#### WRITTEN REQUEST:
Starting at the line that contains "[tag] lamp head (a point for each instance)", write out each line through the end of the data below, exactly as it stands. Skip any pictures.

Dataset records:
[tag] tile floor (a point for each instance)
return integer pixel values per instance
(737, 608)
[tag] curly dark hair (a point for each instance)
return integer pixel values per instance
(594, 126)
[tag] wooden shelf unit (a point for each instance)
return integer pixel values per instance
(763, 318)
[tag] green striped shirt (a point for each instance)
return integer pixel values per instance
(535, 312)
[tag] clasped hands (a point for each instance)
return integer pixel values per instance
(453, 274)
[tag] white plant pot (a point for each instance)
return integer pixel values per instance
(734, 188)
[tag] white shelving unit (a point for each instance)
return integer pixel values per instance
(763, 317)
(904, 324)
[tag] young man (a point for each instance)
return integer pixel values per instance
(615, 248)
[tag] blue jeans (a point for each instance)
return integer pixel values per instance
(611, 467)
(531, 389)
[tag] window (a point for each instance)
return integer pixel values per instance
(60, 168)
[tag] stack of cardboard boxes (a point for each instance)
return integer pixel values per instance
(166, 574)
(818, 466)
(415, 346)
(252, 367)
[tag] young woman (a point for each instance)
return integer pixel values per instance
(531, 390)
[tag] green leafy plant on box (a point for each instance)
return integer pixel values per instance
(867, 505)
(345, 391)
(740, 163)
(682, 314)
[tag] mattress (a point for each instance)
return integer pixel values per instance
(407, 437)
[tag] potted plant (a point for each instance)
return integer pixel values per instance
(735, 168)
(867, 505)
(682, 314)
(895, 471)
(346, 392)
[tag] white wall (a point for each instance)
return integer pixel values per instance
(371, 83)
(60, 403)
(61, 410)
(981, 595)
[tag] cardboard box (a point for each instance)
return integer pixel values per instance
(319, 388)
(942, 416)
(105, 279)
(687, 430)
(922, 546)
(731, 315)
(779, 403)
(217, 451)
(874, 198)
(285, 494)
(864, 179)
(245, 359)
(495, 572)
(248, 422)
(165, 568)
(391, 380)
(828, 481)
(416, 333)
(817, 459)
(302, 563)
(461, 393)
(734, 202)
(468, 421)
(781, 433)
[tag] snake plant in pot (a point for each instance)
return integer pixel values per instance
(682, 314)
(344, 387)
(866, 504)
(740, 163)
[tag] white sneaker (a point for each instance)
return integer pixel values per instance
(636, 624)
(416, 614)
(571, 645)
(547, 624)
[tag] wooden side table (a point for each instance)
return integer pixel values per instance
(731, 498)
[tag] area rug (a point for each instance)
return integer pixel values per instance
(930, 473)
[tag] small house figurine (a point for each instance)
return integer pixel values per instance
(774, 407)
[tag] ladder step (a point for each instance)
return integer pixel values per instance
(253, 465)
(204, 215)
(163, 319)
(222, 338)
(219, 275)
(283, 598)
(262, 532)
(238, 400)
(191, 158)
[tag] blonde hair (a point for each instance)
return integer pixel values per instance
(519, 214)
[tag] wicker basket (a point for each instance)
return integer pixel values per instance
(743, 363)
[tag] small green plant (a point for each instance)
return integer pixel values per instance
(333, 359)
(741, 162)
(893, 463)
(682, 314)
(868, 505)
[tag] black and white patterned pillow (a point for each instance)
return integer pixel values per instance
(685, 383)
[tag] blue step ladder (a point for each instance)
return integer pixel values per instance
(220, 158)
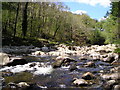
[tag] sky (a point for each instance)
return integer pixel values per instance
(96, 9)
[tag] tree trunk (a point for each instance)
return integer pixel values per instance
(16, 20)
(24, 22)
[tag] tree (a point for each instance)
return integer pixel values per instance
(24, 22)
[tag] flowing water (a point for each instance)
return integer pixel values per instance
(44, 76)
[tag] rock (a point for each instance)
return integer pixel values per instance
(12, 85)
(116, 87)
(115, 69)
(38, 53)
(32, 65)
(62, 60)
(90, 64)
(23, 84)
(88, 76)
(17, 62)
(57, 63)
(80, 82)
(113, 76)
(4, 59)
(109, 84)
(72, 67)
(45, 49)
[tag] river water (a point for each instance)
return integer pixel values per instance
(47, 77)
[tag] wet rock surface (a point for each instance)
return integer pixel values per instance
(61, 67)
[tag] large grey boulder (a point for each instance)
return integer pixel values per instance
(4, 58)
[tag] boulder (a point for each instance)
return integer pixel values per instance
(17, 62)
(113, 76)
(109, 84)
(45, 49)
(72, 67)
(4, 59)
(62, 60)
(80, 82)
(23, 84)
(12, 85)
(38, 53)
(88, 76)
(117, 87)
(90, 64)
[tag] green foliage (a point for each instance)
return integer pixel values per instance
(52, 22)
(96, 38)
(117, 50)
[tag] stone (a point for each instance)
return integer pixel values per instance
(23, 84)
(113, 76)
(88, 76)
(62, 60)
(90, 64)
(45, 49)
(17, 62)
(72, 67)
(4, 58)
(80, 82)
(12, 85)
(38, 53)
(109, 84)
(116, 87)
(57, 63)
(115, 69)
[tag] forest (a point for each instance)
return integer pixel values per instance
(26, 23)
(45, 46)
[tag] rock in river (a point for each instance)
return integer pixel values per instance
(17, 62)
(62, 60)
(88, 76)
(4, 59)
(113, 76)
(80, 82)
(90, 64)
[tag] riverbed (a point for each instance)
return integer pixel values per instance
(39, 73)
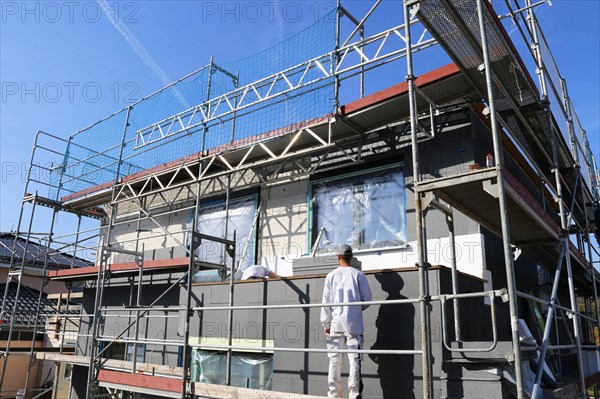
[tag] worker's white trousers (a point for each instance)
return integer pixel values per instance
(336, 361)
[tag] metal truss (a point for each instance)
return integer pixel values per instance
(367, 52)
(225, 163)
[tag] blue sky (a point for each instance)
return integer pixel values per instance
(64, 65)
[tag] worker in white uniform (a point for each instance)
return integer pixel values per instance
(258, 272)
(344, 324)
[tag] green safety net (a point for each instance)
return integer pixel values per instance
(194, 113)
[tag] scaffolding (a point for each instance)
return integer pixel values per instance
(181, 145)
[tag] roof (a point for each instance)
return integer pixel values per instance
(27, 305)
(35, 252)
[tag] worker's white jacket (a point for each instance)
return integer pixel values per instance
(344, 284)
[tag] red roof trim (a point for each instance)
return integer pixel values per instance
(401, 88)
(120, 267)
(140, 380)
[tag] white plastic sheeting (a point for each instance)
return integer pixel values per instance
(211, 221)
(248, 370)
(364, 211)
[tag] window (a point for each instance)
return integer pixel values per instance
(248, 370)
(211, 221)
(366, 210)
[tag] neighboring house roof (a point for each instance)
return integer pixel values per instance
(27, 305)
(34, 254)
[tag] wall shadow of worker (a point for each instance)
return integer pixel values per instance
(395, 330)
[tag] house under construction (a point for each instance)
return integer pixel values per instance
(467, 189)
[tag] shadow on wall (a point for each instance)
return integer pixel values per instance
(395, 330)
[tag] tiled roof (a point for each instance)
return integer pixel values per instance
(27, 305)
(34, 254)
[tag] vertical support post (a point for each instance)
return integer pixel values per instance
(231, 285)
(103, 270)
(186, 348)
(140, 262)
(20, 220)
(362, 68)
(419, 216)
(452, 241)
(76, 241)
(336, 60)
(592, 270)
(37, 309)
(508, 255)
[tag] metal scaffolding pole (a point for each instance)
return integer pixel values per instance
(102, 273)
(32, 359)
(422, 264)
(19, 275)
(508, 255)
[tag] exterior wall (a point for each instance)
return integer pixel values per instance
(16, 372)
(388, 327)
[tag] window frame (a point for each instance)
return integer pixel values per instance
(312, 233)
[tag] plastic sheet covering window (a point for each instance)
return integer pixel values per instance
(364, 211)
(211, 221)
(248, 370)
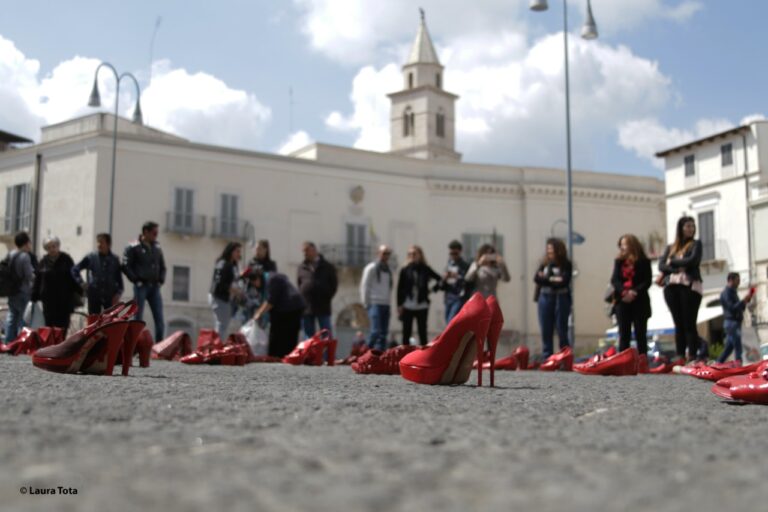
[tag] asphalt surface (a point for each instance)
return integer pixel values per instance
(278, 438)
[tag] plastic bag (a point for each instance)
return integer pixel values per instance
(256, 336)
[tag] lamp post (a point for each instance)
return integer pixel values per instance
(588, 31)
(95, 101)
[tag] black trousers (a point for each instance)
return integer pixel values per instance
(684, 304)
(421, 322)
(283, 331)
(629, 314)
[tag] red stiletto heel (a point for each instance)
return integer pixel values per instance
(448, 359)
(494, 331)
(69, 355)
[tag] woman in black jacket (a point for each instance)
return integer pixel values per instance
(224, 287)
(631, 280)
(413, 294)
(54, 285)
(682, 286)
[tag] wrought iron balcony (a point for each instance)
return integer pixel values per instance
(186, 224)
(231, 229)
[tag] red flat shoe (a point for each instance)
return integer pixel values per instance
(448, 359)
(623, 363)
(69, 355)
(562, 361)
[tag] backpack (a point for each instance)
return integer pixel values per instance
(10, 281)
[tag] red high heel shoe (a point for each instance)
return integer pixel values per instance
(448, 359)
(69, 355)
(562, 361)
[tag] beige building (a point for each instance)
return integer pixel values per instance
(346, 200)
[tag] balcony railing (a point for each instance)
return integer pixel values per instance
(232, 229)
(185, 224)
(15, 223)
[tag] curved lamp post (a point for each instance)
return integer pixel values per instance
(588, 31)
(95, 101)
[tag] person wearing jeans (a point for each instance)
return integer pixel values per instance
(733, 316)
(23, 270)
(144, 265)
(375, 294)
(554, 302)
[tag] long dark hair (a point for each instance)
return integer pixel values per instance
(680, 244)
(561, 253)
(231, 247)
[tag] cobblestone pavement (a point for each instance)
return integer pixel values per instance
(278, 438)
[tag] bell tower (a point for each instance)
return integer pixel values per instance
(422, 117)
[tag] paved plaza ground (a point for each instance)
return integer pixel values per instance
(278, 438)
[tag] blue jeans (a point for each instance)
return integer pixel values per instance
(308, 322)
(452, 309)
(378, 314)
(15, 320)
(554, 310)
(732, 340)
(150, 293)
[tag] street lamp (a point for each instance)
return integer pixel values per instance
(588, 31)
(95, 101)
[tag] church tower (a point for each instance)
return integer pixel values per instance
(422, 117)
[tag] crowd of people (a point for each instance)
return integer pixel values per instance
(284, 308)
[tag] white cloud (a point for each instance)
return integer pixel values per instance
(295, 142)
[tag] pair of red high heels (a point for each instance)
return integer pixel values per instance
(749, 388)
(311, 351)
(94, 348)
(450, 356)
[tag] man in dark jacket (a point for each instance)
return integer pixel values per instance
(317, 282)
(144, 266)
(105, 280)
(733, 316)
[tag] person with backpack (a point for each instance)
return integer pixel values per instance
(104, 284)
(18, 278)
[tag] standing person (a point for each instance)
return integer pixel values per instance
(554, 279)
(413, 294)
(454, 284)
(286, 308)
(54, 285)
(224, 289)
(631, 280)
(733, 316)
(104, 284)
(144, 266)
(262, 258)
(376, 296)
(23, 274)
(317, 283)
(679, 266)
(487, 270)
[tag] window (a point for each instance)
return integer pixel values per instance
(183, 208)
(409, 121)
(440, 123)
(357, 248)
(707, 235)
(690, 167)
(180, 283)
(473, 241)
(18, 211)
(726, 154)
(228, 219)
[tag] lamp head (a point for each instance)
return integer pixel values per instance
(95, 99)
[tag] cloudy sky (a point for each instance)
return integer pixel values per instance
(273, 75)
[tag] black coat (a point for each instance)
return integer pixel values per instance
(641, 282)
(317, 284)
(419, 275)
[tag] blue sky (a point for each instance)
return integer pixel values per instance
(662, 71)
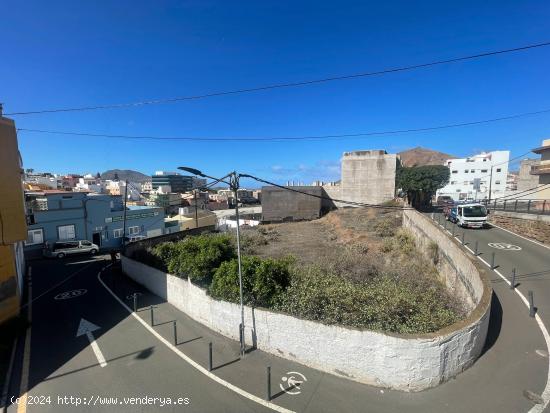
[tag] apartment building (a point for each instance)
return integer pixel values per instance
(490, 169)
(13, 229)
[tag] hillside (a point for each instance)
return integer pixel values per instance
(132, 176)
(422, 156)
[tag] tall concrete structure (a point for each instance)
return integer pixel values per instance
(368, 176)
(542, 170)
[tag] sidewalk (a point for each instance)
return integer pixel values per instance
(506, 368)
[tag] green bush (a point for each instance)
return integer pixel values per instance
(385, 227)
(384, 303)
(263, 280)
(196, 257)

#### RESPONSE:
[tag] lamp head (a point for each instance)
return integer pixel values per instance
(95, 99)
[tag] cloudy sky (a point for each instance)
return integer pixel values per instance
(273, 75)
[tag] black coat (a point for each instance)
return integer pixel values per instance
(641, 282)
(317, 284)
(419, 275)
[tag] blue sky (a point for each instance)
return integer pixel values per instance
(662, 71)
[tag] apartment building (a point for each instance)
return integer pixel values per instance
(490, 169)
(13, 229)
[tag] hillside (a point for each instance)
return integer pixel values per instance
(132, 176)
(422, 156)
[tag] tall concrete structure (a point for each instance)
return integer pixel values per instance
(368, 176)
(542, 170)
[tag] sidewalk (a point for each instance)
return integer pixel values per instance
(506, 368)
[tag] green bush (a point for each instance)
return integer pixel values per instance
(385, 227)
(384, 303)
(263, 280)
(196, 257)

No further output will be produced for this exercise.